Write out again only the lines running from the one that contains "Reviewer note: verify one keypoint per instance of the granite" to the end of the records below, including both the first and the last.

+++++

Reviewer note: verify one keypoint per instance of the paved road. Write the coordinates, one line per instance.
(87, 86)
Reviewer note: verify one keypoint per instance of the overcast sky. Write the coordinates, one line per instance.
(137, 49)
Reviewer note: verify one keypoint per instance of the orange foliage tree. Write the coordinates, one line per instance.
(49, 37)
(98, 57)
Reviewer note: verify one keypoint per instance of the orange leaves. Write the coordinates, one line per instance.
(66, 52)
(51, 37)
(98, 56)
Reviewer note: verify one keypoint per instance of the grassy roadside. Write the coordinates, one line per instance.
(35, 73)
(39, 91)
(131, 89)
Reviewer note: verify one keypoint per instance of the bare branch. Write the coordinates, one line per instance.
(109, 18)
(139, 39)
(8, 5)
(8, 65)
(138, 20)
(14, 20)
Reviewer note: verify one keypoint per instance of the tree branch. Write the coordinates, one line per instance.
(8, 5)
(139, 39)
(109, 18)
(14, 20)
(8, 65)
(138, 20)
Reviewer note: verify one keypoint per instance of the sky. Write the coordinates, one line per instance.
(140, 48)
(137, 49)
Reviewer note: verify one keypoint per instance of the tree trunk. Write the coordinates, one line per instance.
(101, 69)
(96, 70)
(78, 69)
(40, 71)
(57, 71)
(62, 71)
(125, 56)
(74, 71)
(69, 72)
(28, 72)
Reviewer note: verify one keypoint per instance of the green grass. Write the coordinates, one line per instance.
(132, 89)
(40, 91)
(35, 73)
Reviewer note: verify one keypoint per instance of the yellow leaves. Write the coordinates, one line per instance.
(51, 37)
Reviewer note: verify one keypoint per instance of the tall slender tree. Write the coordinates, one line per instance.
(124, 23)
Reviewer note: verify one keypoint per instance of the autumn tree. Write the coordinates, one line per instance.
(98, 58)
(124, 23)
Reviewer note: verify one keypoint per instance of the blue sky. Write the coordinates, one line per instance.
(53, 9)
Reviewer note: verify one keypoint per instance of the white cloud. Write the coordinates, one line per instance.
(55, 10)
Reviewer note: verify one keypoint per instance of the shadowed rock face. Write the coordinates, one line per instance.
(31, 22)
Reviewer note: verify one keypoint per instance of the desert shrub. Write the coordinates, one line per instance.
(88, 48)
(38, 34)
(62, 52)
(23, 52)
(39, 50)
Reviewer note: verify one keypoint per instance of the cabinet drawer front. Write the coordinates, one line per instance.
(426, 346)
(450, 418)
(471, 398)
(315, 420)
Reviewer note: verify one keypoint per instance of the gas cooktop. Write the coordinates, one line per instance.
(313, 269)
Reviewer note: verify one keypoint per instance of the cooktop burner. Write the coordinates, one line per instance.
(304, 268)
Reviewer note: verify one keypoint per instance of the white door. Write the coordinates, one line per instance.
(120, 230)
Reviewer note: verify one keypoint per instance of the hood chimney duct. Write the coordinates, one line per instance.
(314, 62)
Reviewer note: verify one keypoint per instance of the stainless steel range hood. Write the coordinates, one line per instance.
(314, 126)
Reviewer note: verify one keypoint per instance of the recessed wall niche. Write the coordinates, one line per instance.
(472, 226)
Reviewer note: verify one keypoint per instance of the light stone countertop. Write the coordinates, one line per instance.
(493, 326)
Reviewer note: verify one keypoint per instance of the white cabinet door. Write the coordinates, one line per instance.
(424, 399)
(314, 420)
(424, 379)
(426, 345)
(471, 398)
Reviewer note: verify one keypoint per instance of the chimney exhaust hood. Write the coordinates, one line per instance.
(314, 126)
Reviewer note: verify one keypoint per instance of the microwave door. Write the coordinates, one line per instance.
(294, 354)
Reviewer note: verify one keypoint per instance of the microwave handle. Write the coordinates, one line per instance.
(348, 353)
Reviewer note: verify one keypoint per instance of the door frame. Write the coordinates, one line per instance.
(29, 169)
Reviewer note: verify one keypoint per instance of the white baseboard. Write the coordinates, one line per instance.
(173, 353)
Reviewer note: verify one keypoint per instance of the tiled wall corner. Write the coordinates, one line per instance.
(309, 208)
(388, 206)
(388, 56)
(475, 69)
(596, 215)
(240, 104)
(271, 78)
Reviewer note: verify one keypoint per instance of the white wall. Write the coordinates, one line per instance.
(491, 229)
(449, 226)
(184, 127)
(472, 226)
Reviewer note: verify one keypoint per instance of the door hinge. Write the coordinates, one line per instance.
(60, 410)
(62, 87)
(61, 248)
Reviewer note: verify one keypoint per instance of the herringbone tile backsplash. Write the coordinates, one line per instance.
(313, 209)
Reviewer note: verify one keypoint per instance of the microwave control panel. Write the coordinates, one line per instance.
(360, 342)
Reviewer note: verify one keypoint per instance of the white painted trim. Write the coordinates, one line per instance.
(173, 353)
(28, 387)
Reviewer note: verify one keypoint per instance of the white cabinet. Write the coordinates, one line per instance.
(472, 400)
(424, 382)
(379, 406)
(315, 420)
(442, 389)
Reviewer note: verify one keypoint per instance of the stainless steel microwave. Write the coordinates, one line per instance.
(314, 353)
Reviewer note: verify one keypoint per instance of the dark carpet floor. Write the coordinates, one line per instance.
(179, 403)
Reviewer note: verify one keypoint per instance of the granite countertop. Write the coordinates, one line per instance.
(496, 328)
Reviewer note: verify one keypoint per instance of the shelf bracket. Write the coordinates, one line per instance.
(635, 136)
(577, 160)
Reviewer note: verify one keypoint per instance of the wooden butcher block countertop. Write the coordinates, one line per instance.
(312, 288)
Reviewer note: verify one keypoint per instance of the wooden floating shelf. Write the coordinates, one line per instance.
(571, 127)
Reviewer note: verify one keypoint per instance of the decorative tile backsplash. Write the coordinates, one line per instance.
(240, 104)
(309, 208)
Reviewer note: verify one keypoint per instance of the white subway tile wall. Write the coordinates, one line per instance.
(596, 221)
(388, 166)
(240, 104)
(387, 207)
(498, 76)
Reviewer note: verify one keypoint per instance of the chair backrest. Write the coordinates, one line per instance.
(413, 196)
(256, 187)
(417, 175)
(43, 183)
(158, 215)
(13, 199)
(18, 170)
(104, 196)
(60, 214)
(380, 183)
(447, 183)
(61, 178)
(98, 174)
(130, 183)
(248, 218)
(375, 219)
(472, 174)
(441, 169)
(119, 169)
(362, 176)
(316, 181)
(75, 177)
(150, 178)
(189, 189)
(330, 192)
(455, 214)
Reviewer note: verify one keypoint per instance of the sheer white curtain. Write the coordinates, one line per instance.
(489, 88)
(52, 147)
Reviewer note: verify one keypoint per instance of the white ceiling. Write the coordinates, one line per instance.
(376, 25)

+++++

### Output of the exercise
Reviewer note: verify one keypoint per instance of the granite countertop. Write the coordinates, one line per instance.
(496, 328)
Reviewer note: verify one keypoint per instance of the shelf bracket. Write the coordinates, one line per instance.
(635, 136)
(577, 160)
Reviewer note: verify one keypoint per instance of the wooden butcher block countertop. Write the coordinates, one line per instance.
(312, 288)
Reviewer note: verify one keypoint per instance of the wooden floating shelf. Write the coordinates, one line per instance.
(571, 127)
Reviewer note: verify one keypoint per instance of the decorative tile backsplash. Write the coordinates, one line per instance.
(240, 104)
(309, 208)
Reviewer note: verify one keypoint per instance of the white subway tile wall. Write the coordinates, one line per instance.
(596, 221)
(388, 166)
(240, 104)
(387, 207)
(498, 76)
Reviewer note: verify one keypoint per instance of the chair backrest. Write the coordinates, one line per instance.
(413, 196)
(256, 187)
(417, 175)
(43, 183)
(158, 215)
(13, 199)
(18, 170)
(104, 196)
(60, 214)
(380, 183)
(447, 183)
(61, 178)
(98, 174)
(130, 183)
(248, 218)
(375, 219)
(472, 174)
(441, 169)
(119, 169)
(362, 176)
(316, 181)
(75, 177)
(150, 178)
(189, 189)
(330, 192)
(455, 214)
Reviewer note: verify one keypoint per instance of the sheer white curtain. Write the coordinates, one line per instance.
(489, 88)
(52, 147)
Reviewer note: verify one keypoint per instance of the white ceiling. Write the coordinates, one line per instance.
(376, 25)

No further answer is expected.